- **USING THE INFORMATION**:
a) List every organization or website named in the passage on choosing a pregnancy care provider.
b) In the passage on choosing a pregnancy care provider, how does Gaither describe the National Medical Association?
c) Carry on the passage on choosing a pregnancy care provider from its final line.

- **EXTRACT PROVIDED**:
______
Gaither said it's best to go with recommendations given by friends or family members when choosing a healthcare provider.
"Research has provided credence that Black women and babies have better outcomes with providers who look like them," Gaither said. "Look for providers of color in your locale and seek information from the National Medical Association, the largest organization of Black physicians in the nation."
Gaither recommended websites you can access to help find the best level of care:
- To review hospitals that offer high-quality care, ExpectNY provides information on hospitals within New York City, and the Leapfrog Group has a hospital safety grade rating to evaluate hospitals in your location.
- Organizations such as Black Mamas Matter Alliance and National Birth Equity Collaborative have information about birthing while Black.
Do your research and find a healthcare team you can trust, Buist said.
"Your first visit may even be a little bit like an interview. If you don't like the doctor, if you don't think that the person you are seeing is listening to you, well, once you have your baby, the hospital will send you all kinds of surveys. Fill them out and make sure your voice is heard. Hospitals take these very seriously," she said.
The earlier you access care, the better, Duke stressed.
"I know a lot of patients are choosing not to go to certified, licensed healthcare professionals because they believe that it's more harmful for them than not, but that's not the case," she said. "It's actually better to establish care with someone you trust, someone with whom you have a good working doctor-patient relationship with at the start of your pregnancy or before pregnancy."
Montes added that it's important not to be afraid to ask your physician questions such as:
- Why did you choose your specialty?
- How can I contact you with health concerns?
- What resources does my delivery hospital have in case of obstetrical emergencies?
______
- **DATASET EXCERPTS**:
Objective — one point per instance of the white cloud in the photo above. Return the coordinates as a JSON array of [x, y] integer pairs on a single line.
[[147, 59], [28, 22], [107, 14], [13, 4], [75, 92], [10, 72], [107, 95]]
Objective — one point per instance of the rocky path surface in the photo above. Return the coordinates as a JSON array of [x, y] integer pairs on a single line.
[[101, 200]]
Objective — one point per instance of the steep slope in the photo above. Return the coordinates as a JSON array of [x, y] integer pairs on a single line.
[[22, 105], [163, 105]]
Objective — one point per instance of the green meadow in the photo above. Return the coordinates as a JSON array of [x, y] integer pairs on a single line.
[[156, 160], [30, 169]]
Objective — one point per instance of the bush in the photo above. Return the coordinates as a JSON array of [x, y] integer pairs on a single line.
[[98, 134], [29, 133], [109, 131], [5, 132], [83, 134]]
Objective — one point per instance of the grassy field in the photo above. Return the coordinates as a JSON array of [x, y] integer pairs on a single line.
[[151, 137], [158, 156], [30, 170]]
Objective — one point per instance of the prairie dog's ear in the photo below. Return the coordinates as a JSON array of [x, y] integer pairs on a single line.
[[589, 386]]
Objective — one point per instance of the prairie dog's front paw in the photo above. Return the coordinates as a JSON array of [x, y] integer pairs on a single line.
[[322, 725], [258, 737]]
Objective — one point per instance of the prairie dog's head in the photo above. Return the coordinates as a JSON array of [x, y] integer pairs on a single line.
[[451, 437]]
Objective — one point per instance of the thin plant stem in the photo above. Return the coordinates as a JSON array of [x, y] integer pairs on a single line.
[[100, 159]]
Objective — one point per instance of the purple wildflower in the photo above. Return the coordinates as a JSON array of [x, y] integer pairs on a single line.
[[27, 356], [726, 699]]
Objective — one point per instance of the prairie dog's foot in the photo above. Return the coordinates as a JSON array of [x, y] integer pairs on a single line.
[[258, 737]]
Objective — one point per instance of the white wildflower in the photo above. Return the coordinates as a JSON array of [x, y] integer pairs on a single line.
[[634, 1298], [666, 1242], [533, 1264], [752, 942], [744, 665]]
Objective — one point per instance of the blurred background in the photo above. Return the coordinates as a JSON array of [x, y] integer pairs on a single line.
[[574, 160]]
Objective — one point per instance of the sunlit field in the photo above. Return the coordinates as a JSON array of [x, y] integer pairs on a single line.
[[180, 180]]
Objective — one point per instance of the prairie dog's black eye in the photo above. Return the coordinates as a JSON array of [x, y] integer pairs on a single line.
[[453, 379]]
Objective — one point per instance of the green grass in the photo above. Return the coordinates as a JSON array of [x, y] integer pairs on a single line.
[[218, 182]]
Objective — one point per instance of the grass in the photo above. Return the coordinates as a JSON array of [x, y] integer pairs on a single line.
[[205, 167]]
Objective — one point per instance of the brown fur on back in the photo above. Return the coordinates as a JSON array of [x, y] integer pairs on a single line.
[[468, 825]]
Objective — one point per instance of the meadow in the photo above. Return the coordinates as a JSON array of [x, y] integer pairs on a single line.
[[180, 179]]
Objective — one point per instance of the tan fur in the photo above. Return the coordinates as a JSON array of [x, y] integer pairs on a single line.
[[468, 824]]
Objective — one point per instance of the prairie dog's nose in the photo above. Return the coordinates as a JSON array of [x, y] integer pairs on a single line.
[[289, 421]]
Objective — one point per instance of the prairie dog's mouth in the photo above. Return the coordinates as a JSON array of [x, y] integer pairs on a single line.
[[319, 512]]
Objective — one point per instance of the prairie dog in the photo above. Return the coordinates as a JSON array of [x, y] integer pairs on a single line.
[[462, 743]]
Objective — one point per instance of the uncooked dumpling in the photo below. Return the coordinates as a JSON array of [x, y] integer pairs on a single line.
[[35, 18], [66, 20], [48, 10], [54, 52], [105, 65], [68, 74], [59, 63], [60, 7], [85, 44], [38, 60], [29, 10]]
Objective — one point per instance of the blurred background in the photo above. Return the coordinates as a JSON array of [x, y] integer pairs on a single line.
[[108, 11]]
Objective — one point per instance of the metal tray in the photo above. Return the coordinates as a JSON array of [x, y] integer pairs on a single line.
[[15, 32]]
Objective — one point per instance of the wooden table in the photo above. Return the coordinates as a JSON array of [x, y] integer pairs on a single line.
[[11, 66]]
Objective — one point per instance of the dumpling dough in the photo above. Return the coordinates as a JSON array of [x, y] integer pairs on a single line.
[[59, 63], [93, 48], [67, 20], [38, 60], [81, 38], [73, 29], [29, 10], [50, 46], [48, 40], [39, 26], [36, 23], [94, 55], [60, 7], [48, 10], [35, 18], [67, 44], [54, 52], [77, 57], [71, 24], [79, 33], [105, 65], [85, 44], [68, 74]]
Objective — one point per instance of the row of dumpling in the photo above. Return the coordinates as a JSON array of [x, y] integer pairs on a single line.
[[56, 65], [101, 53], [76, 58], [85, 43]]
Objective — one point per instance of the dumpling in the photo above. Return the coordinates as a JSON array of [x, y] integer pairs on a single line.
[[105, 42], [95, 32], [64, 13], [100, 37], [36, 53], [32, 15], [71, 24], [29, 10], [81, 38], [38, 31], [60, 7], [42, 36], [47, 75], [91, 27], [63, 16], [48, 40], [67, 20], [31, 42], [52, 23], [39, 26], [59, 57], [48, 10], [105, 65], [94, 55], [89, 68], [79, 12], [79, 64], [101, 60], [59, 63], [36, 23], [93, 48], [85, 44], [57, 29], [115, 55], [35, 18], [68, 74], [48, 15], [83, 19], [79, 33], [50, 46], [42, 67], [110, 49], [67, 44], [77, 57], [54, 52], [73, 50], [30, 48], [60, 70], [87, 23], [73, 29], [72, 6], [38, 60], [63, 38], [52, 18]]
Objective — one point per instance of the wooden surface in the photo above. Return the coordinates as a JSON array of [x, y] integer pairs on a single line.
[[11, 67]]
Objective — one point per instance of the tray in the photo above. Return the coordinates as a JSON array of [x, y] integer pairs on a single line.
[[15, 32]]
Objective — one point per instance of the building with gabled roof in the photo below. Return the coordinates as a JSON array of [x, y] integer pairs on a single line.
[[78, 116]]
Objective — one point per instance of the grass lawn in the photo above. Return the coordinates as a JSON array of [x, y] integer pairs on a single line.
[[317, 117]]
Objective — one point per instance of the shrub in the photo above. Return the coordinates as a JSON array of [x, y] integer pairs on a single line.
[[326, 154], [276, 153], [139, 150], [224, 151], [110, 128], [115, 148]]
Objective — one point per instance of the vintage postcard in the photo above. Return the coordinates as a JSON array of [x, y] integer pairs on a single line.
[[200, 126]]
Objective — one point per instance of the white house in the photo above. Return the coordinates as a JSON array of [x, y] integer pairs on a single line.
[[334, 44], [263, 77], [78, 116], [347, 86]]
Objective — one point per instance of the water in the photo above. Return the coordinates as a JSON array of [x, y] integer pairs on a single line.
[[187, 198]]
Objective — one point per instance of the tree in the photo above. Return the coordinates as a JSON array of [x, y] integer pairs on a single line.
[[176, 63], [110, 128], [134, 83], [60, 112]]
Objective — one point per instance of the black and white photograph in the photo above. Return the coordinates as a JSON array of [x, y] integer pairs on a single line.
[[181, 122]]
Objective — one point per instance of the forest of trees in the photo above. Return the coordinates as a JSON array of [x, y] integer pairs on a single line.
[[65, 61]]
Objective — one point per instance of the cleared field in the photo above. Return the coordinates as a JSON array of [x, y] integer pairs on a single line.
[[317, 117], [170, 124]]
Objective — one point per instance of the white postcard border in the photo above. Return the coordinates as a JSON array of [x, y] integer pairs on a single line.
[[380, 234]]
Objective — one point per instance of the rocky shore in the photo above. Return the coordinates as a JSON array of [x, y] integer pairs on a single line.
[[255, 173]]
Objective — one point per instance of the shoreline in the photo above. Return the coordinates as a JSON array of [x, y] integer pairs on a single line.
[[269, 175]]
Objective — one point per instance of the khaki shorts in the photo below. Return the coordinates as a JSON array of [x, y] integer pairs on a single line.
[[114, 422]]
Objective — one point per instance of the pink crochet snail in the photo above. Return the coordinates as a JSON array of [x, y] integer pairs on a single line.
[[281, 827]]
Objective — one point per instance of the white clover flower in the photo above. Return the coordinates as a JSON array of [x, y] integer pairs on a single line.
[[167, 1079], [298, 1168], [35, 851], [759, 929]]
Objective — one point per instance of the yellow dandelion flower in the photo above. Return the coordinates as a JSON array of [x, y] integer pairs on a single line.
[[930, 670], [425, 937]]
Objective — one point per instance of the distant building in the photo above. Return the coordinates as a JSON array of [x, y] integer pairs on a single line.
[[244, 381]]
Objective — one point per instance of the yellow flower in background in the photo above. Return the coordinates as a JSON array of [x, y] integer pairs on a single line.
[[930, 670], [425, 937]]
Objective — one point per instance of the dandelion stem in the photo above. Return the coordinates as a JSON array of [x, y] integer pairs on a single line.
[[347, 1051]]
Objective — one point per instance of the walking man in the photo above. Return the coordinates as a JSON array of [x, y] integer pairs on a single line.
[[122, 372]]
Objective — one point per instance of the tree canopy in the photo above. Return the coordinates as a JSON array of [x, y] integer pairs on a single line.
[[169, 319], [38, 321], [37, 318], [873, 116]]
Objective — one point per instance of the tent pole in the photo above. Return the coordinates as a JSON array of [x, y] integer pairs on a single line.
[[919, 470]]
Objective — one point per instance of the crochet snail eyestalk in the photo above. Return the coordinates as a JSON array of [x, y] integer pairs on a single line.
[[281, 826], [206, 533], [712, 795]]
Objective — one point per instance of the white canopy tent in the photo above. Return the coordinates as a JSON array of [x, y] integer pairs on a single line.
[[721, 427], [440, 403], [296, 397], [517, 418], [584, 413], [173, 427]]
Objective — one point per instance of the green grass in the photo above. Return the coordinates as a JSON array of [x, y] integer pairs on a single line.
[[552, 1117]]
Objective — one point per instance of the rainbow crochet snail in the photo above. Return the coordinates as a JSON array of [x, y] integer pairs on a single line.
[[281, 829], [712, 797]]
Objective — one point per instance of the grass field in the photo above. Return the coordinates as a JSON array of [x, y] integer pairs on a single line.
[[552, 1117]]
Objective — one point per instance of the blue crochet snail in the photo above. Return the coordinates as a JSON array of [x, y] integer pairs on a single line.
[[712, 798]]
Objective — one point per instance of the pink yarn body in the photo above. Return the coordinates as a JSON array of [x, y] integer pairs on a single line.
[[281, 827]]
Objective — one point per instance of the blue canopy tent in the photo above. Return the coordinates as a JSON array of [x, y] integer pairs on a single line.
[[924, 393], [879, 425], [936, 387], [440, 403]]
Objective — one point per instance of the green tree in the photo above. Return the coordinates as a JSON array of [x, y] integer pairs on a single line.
______
- **TASK RESULTS**:
a) National Medical Association, ExpectNY, the Leapfrog Group, Black Mamas Matter Alliance, National Birth Equity Collaborative

b) As the largest organization of Black physicians in the nation.

c)
"If you don't get along with your doctor but feel you have to stay with them because your health insurance requires you to see this person, please follow up [with] your health insurance," Duke advised. "Most insurances have health advocates now. They can help you advocate to find a relationship that works for you."
How women of color can advocate for health care
"Know your rights and advocate for yourself. Having a doula while pregnant/during delivery/postpartum is an option. They can provide support and advocacy," Gaither said, adding that the National Black Doulas Association has a website that employs a state-by-state directory to help find a licensed doula in your area.
"Bring another set of eyes to your appointments to talk about the appointment, take notes and help you follow up afterward," Buist said. "Your birth partner would be ideal for this role; you can talk about the birth plan and how you want to advocate for yourself.
"You have to learn the basics, like what tests you need and when you need them, and get a primary provider," Buist added, stressing the importance of keeping good medical records about who your providers are, allergies you have and medications you're taking.
"Also, note any time you have a symptom, like how long ago did it start? So when you talk to your doctor, you can actually say, 'I've been experiencing this for X number of days.' You have got to learn about pregnancy," she said.
"Know your normal, baseline feeling and don't ignore pain. Reporting any discomfort or pain and making sure that you are heard is very important," Buist continued. "Listen to your body and trust your gut. If you think that something just doesn't feel right, make sure your healthcare provider knows that."
Pregnant Black women clearly face numerous obstacles while navigating the U.S. healthcare system. In addition to advocating for yourself, know that there are organizations and resources available to help locate the right provider for you.
"Most importantly, if you have a provider you feel is dismissive or doesn't 'hear you,' simply find another," Gaither advised. "You are not obligated to stay with a provider that doesn't address your concerns."